Provided passage>
● ● ● ●

Based on the four-week timeframe suggested when Spurs confirmed Vicario’s issue, Kinsky will have to play the Sunderland game at the very least. It will be fascinating – again, quite possibly grimly so – to see quite how De Zerbi goes about it, to see quite how De Zerbi Spurs will look in that game having spent much of the season under Frank pointedly Going Long as a direct response and reaction to some of the wilder madnesses of the Postecoglou Era.

The ball receivers

But it’s not just the goalkeeper. De Zerbiball is one that places a high level of responsibility on the centre-backs and deep-lying midfielders to receive the ball confidently in tight spaces and make clear-headed decisions about where and how to proceed next.

Spurs do have players with the technical ability for this. At their best, Cristian Romero and Micky van de Ven are among the more adept ball-playing defenders around. In recent times they have both been a long, long way from their best.

Romero’s infamous impetuous tendencies have never been more to the fore than in his first season as club captain, while Van de Ven has come to personify more than any other player the checked-out nature of this squad.

It does feel like Spurs’ hopes of salvation rest heavily on how the goalkeeper(s) and their two star centre-backs respond to and cope with De Zerbi’s approach.

Gray and ?

The deep-set double midfield pivot brings some happier news, at least. One of those two spots is easily addressed. It’s Archie Gray, a man who only recently turned 20 and the one beacon of light in the recent gloom upon which all hopes are placed.

● ● ● ●

Provided data>
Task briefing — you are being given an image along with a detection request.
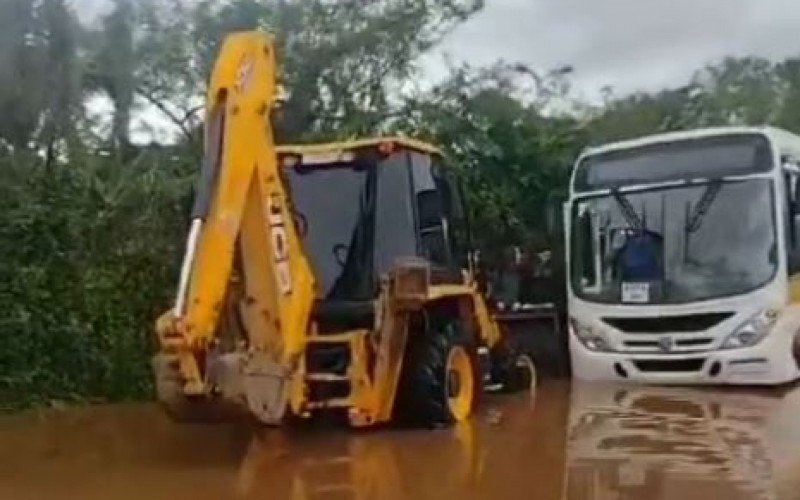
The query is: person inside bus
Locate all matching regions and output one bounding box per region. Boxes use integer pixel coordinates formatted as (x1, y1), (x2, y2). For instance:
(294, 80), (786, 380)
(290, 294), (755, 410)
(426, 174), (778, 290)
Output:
(614, 229), (664, 282)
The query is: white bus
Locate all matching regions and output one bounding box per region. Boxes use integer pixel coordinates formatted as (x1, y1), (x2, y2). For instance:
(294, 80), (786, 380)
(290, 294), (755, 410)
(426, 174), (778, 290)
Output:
(565, 127), (800, 384)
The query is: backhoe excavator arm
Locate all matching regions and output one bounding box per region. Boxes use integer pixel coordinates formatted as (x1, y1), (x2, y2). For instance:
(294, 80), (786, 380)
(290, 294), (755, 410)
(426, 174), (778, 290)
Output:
(156, 32), (314, 420)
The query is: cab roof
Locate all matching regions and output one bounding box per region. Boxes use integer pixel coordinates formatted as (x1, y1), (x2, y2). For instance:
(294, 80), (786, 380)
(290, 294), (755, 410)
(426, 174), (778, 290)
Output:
(276, 136), (443, 156)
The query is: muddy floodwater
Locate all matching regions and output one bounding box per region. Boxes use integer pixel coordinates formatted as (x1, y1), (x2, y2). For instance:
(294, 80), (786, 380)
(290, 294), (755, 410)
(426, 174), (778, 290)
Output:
(0, 382), (800, 500)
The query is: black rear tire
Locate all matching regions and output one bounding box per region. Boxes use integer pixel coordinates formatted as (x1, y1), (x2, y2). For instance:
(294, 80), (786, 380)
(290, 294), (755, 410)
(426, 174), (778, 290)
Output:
(394, 318), (481, 426)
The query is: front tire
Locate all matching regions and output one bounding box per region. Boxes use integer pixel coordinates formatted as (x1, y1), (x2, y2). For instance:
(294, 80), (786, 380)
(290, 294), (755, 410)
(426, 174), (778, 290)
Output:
(395, 320), (480, 426)
(491, 338), (539, 393)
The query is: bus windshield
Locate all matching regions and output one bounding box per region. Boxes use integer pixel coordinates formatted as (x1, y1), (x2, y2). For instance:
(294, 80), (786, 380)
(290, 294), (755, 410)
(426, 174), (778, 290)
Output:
(570, 178), (778, 304)
(574, 134), (773, 192)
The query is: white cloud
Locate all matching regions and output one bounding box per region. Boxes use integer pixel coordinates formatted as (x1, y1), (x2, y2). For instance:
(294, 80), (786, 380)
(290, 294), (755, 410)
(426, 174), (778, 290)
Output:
(425, 0), (800, 101)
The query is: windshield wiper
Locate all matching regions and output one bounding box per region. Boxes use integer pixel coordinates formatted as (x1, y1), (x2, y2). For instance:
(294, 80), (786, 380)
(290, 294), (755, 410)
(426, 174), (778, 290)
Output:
(686, 179), (722, 233)
(611, 189), (645, 231)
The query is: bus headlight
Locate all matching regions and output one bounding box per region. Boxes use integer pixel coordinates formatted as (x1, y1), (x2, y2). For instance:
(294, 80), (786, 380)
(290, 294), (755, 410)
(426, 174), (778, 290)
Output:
(722, 309), (778, 349)
(569, 318), (611, 352)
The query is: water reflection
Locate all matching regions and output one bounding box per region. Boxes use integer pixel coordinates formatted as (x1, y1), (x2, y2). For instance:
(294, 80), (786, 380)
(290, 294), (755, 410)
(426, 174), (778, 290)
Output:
(0, 383), (800, 500)
(566, 385), (800, 500)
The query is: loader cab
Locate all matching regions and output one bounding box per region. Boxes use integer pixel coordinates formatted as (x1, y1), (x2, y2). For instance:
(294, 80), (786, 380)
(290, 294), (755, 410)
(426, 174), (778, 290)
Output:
(278, 139), (469, 329)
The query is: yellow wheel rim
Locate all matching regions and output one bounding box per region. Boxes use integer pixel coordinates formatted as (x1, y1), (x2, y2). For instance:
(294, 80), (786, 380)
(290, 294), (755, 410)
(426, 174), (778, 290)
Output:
(445, 346), (475, 422)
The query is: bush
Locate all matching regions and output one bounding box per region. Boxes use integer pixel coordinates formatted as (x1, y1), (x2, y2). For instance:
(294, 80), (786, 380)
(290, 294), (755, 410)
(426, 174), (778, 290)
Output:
(0, 152), (191, 409)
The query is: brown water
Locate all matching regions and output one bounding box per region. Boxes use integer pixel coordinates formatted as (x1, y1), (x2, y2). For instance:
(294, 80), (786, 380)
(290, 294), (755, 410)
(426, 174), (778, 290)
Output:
(0, 383), (800, 500)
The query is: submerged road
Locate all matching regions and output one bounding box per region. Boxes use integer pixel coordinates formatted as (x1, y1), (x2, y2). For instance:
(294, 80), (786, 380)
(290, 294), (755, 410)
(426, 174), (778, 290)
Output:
(0, 382), (800, 500)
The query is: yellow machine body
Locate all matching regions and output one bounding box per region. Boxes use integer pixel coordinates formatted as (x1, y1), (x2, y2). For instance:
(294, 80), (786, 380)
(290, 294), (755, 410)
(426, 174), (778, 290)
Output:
(154, 32), (516, 426)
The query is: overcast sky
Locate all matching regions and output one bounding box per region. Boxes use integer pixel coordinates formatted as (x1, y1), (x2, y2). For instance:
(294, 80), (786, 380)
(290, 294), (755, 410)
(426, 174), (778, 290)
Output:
(425, 0), (800, 98)
(73, 0), (800, 139)
(74, 0), (800, 98)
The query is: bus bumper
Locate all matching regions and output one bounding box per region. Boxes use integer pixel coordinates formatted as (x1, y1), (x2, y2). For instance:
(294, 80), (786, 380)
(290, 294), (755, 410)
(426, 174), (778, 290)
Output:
(570, 335), (800, 385)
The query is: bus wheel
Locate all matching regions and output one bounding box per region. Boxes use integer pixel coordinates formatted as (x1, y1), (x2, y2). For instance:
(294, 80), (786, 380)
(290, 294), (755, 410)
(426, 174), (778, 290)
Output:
(491, 338), (539, 393)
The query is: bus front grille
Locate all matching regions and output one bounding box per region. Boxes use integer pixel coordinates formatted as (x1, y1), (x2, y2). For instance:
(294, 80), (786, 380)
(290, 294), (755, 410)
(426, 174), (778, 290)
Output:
(603, 312), (734, 333)
(632, 358), (705, 372)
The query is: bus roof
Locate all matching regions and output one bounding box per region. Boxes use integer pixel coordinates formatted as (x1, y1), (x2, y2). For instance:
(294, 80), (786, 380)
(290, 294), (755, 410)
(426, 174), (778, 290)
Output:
(276, 136), (443, 156)
(580, 127), (800, 159)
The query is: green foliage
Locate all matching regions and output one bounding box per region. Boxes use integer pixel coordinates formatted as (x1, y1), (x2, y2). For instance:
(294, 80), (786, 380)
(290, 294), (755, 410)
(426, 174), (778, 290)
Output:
(0, 150), (190, 408)
(396, 64), (584, 258)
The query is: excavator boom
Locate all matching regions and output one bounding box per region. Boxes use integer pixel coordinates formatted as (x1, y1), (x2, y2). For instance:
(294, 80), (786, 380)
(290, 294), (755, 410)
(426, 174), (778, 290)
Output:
(157, 32), (314, 421)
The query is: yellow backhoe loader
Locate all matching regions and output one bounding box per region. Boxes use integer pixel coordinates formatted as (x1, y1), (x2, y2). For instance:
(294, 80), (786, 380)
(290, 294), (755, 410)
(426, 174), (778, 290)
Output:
(153, 32), (535, 427)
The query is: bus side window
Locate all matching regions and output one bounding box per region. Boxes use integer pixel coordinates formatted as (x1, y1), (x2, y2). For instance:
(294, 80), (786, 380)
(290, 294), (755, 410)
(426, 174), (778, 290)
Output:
(783, 157), (800, 275)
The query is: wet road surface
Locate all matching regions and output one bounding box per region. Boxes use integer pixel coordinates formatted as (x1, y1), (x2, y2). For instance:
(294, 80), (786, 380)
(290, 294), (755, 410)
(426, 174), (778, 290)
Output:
(0, 382), (800, 500)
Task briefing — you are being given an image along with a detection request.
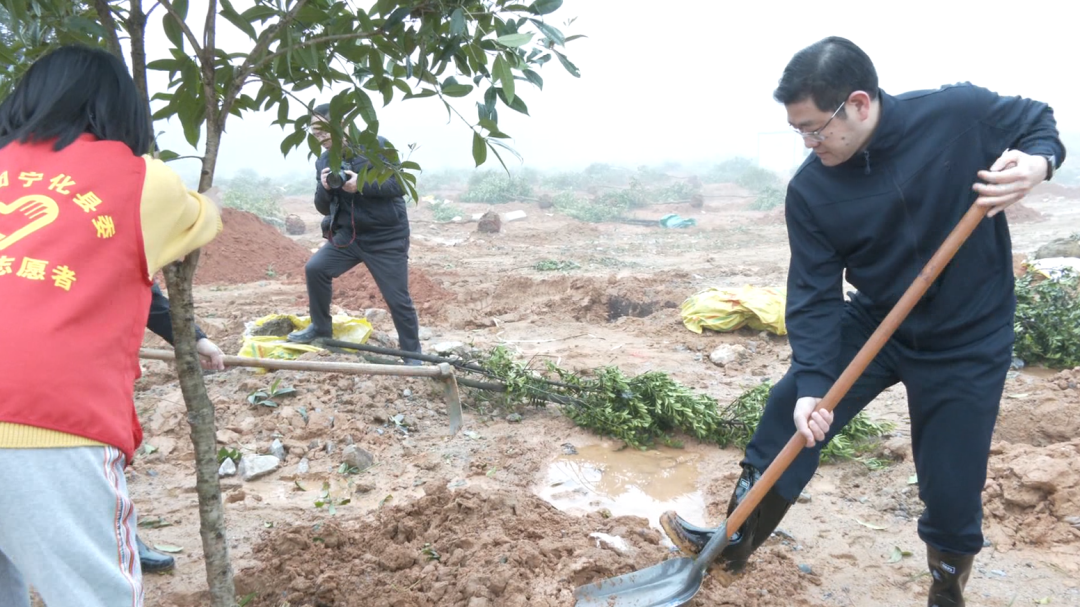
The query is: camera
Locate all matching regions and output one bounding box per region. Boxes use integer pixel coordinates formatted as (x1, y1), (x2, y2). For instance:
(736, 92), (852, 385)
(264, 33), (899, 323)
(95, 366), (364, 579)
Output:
(326, 168), (349, 190)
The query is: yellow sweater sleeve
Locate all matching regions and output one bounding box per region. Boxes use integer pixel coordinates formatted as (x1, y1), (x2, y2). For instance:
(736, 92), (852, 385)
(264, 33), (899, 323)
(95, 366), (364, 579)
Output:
(140, 156), (221, 274)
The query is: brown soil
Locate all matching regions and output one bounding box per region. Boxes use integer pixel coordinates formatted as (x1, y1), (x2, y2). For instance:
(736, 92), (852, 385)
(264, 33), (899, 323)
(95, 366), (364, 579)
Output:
(239, 480), (820, 607)
(1031, 181), (1080, 200)
(194, 207), (311, 285)
(1005, 202), (1045, 224)
(129, 185), (1080, 607)
(324, 264), (454, 323)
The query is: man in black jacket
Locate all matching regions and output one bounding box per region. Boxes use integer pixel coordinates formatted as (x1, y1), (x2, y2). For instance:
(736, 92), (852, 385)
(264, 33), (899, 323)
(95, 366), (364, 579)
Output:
(288, 104), (421, 365)
(135, 283), (225, 574)
(661, 38), (1065, 607)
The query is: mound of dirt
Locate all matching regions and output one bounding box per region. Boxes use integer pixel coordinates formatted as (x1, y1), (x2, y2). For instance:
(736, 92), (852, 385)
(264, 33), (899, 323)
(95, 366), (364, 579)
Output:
(446, 272), (692, 328)
(334, 264), (454, 324)
(757, 204), (784, 226)
(194, 207), (311, 285)
(983, 440), (1080, 550)
(1031, 181), (1080, 200)
(237, 479), (812, 607)
(994, 370), (1080, 442)
(1005, 202), (1047, 224)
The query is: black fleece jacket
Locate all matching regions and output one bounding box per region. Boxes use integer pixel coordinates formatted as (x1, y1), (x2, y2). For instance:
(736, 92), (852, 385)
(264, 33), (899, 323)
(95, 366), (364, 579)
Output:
(785, 83), (1065, 397)
(315, 137), (409, 247)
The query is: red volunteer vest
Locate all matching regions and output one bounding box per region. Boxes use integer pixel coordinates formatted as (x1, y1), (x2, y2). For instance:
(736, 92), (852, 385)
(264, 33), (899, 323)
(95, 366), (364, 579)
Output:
(0, 135), (150, 462)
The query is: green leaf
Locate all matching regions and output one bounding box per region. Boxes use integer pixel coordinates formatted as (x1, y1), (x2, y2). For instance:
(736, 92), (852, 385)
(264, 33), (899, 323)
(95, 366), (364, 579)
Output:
(498, 89), (529, 116)
(522, 69), (543, 91)
(402, 89), (435, 99)
(352, 89), (379, 126)
(218, 0), (258, 40)
(382, 6), (413, 30)
(473, 131), (487, 166)
(495, 31), (532, 49)
(529, 0), (563, 15)
(450, 6), (465, 36)
(281, 129), (308, 156)
(552, 49), (581, 78)
(491, 54), (514, 105)
(529, 19), (566, 45)
(240, 4), (278, 23)
(443, 84), (473, 97)
(487, 139), (525, 162)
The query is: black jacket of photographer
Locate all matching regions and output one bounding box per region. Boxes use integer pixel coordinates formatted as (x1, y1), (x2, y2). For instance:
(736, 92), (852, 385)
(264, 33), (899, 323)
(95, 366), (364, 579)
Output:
(315, 137), (409, 247)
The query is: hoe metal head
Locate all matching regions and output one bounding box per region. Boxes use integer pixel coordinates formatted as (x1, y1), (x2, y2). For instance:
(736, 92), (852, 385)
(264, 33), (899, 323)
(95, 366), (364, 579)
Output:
(573, 524), (729, 607)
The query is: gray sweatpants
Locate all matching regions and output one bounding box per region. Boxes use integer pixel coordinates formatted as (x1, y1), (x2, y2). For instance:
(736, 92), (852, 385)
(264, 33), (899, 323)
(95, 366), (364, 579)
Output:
(0, 447), (143, 607)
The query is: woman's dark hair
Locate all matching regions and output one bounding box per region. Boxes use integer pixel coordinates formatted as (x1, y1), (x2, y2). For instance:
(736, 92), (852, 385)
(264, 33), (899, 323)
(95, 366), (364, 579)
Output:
(0, 45), (153, 156)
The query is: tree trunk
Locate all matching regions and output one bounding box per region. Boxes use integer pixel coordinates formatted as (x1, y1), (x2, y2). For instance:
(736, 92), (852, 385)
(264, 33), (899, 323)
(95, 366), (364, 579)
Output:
(159, 251), (237, 607)
(127, 0), (237, 607)
(125, 0), (158, 139)
(199, 118), (225, 192)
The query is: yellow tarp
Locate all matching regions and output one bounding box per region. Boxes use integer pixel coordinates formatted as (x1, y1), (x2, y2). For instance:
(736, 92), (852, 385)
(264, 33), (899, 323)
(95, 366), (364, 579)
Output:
(681, 285), (787, 335)
(237, 314), (372, 360)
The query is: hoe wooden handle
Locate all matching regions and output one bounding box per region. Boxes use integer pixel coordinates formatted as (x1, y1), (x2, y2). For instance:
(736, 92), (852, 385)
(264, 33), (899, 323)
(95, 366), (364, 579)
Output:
(727, 204), (987, 531)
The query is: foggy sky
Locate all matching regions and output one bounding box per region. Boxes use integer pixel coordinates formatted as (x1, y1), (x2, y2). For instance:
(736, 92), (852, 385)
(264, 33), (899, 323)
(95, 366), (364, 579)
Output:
(148, 0), (1080, 184)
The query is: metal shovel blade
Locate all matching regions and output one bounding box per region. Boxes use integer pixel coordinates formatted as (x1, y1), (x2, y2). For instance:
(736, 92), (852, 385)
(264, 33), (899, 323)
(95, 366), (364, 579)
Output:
(573, 558), (705, 607)
(573, 521), (730, 607)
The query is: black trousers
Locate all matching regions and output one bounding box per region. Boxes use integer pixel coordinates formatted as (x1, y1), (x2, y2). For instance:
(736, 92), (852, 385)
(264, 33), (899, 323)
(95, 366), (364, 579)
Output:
(305, 238), (420, 352)
(743, 308), (1013, 554)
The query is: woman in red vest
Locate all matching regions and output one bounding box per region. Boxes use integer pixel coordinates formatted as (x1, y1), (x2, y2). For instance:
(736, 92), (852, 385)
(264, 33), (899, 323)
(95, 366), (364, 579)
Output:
(0, 46), (221, 607)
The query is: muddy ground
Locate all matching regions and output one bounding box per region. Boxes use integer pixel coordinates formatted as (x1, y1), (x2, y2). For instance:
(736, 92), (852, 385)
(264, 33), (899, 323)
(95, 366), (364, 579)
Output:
(129, 180), (1080, 607)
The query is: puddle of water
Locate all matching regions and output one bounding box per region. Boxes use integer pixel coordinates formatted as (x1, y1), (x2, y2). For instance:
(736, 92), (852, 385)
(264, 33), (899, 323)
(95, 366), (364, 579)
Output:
(1020, 366), (1059, 379)
(537, 443), (705, 528)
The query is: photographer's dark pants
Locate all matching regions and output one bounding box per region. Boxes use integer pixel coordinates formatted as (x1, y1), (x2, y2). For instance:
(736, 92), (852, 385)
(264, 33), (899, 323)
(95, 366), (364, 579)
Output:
(743, 309), (1013, 554)
(305, 238), (420, 352)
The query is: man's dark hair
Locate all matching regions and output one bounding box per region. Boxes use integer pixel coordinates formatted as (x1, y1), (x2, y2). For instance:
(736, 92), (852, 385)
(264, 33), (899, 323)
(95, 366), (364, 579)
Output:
(0, 45), (153, 156)
(772, 36), (878, 114)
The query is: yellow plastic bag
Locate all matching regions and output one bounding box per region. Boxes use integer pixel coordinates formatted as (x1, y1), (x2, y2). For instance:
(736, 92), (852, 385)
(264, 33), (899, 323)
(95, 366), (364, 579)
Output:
(237, 314), (372, 360)
(680, 285), (787, 335)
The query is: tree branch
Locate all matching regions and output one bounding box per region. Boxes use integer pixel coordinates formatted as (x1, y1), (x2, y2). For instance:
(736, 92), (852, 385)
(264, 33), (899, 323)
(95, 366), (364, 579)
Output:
(221, 0), (308, 116)
(199, 0), (225, 131)
(158, 0), (202, 56)
(94, 0), (124, 60)
(252, 29), (382, 77)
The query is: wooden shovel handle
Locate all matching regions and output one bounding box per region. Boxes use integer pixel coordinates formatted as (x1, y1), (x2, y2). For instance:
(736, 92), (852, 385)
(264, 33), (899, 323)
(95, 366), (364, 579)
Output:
(727, 204), (987, 531)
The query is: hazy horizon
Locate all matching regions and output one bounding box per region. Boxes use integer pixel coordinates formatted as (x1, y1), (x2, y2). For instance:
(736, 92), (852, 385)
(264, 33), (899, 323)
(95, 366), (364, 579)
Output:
(141, 0), (1080, 187)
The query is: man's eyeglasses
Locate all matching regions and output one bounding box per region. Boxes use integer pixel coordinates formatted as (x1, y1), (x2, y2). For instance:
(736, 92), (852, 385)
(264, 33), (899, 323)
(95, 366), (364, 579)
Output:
(793, 102), (848, 144)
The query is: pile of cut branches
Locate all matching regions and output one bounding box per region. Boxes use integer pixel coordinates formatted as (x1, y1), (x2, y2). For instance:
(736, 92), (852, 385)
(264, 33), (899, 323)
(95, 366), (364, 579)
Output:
(468, 347), (893, 460)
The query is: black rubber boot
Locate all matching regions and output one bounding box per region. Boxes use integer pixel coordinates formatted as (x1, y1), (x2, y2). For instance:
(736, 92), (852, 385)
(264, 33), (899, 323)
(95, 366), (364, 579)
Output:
(660, 464), (792, 574)
(927, 545), (975, 607)
(135, 536), (176, 574)
(286, 324), (330, 343)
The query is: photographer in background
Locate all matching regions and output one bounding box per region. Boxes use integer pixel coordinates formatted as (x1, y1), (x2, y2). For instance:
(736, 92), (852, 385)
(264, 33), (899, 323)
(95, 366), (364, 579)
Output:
(288, 104), (421, 365)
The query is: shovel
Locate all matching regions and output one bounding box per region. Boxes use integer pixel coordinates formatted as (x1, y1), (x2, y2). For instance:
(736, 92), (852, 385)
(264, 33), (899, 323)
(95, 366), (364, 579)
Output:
(573, 204), (987, 607)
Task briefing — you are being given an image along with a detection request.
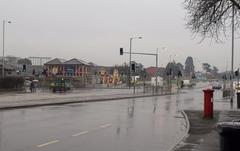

● ● ● ●

What is asked>
1: Retype everything from "Based on the" down to "the Postecoglou Era." in the Spurs article, keeping the wording unchanged.
2: Extend the Spurs article past its final sentence, carrying on in the same style.

Per-task answers>
1:
Based on the four-week timeframe suggested when Spurs confirmed Vicario’s issue, Kinsky will have to play the Sunderland game at the very least. It will be fascinating – again, quite possibly grimly so – to see quite how De Zerbi goes about it, to see quite how De Zerbi Spurs will look in that game having spent much of the season under Frank pointedly Going Long as a direct response and reaction to some of the wilder madnesses of the Postecoglou Era.

2:
Spurs fans would be advised to dwell on that rare piece of good news because, as per, the kicker arrives instantly. Because, alas and alack, there is only one Archie Gray and Spurs require two Archie Grays. At a minimum, really.

Who partners Gray in midfield is another vital issue for De Zerbi to address, and another one that appears to have no obvious ideal solution. The soon-to-return Rodrigo Bentancur has the requisite ball skills but not the energy. Pape Sarr the opposite. Joao Palhinha wouldn’t appear ideally suited to a De Zerbi midfield but he did make it work with Pierre-Emile Hojbjerg.

Lucas Bergvall is the high-risk, high-reward option. He has struggled to deliver upon the promise shown last season. Partly that can be put down to the non-linear nature of the progress made by young players. Partly it can be put down to injuries. But it can also in large part be put down to him being woefully misidentified by Frank as a number 10 rather than a player whose best work is done from much, much deeper.

He was rusty and out of sorts when introduced so calamitously off the bench against Nottingham Forest in Tudor’s final game, but it could be one area of the pitch where De Zerbi could be handsomely rewarded for early bravery.

The high press and playmaker

One thing Spurs did do conspicuously better under Tudor than Frank was run. They weren’t a better football team, but they were an apparently fitter one, covering significantly more ground per game. Tudor never saw the fruits of his labours there, but De Zerbi could we suppose.

Spurs’ forwards don’t appear ideally suited to a De Zerbi press, but you’d imagine big winners from his arrival will be Richarlison, whose energy is boundless if chaotic and only sometimes usefully channelled, and Mathys Tel who is one of the very few Spurs players this season whose effort at least cannot be called into question.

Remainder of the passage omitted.